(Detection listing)
• • • • •
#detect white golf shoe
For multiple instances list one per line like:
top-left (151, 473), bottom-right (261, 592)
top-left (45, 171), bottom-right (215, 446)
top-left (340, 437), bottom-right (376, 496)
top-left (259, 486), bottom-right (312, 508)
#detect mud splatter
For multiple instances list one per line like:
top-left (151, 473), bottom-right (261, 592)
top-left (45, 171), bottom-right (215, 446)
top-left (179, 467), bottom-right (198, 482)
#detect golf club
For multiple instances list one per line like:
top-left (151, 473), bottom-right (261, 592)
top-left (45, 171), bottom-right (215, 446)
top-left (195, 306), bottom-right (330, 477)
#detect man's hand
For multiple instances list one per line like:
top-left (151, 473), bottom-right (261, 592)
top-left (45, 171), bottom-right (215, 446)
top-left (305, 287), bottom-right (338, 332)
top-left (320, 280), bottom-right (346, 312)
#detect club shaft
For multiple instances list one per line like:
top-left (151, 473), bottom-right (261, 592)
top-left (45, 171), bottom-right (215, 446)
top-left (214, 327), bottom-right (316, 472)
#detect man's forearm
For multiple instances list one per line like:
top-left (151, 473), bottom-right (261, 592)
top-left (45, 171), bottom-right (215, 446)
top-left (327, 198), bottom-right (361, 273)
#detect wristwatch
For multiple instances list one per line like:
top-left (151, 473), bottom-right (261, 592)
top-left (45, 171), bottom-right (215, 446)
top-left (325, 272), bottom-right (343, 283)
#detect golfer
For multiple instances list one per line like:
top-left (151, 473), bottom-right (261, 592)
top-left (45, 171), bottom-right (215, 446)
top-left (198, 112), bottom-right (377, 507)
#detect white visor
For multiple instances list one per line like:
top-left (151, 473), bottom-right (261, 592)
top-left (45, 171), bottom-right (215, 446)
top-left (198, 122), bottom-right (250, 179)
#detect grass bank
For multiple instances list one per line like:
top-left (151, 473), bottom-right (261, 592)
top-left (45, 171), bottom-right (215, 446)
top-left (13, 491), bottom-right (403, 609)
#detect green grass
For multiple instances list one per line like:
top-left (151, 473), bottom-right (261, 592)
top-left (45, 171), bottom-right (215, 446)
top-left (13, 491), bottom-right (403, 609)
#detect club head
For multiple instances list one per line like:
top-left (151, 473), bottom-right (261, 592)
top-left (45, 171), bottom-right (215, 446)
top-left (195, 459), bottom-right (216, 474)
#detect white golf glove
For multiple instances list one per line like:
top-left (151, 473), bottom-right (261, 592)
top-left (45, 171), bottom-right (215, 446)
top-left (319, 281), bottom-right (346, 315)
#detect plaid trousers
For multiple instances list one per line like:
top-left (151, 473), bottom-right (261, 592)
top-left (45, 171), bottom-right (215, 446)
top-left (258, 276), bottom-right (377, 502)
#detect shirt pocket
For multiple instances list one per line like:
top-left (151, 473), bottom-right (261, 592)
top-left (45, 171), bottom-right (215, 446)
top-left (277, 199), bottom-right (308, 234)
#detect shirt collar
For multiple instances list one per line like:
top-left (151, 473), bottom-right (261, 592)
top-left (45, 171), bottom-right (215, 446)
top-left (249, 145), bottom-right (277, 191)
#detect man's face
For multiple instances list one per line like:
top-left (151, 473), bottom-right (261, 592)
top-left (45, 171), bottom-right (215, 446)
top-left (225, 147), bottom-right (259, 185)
• • • • •
### GIVEN REQUEST
Identify each line of the listing above that contains the string "club", and copy those lines out verbatim.

### TASK RESPONSE
#detect golf club
#detect club shaft
#detect club head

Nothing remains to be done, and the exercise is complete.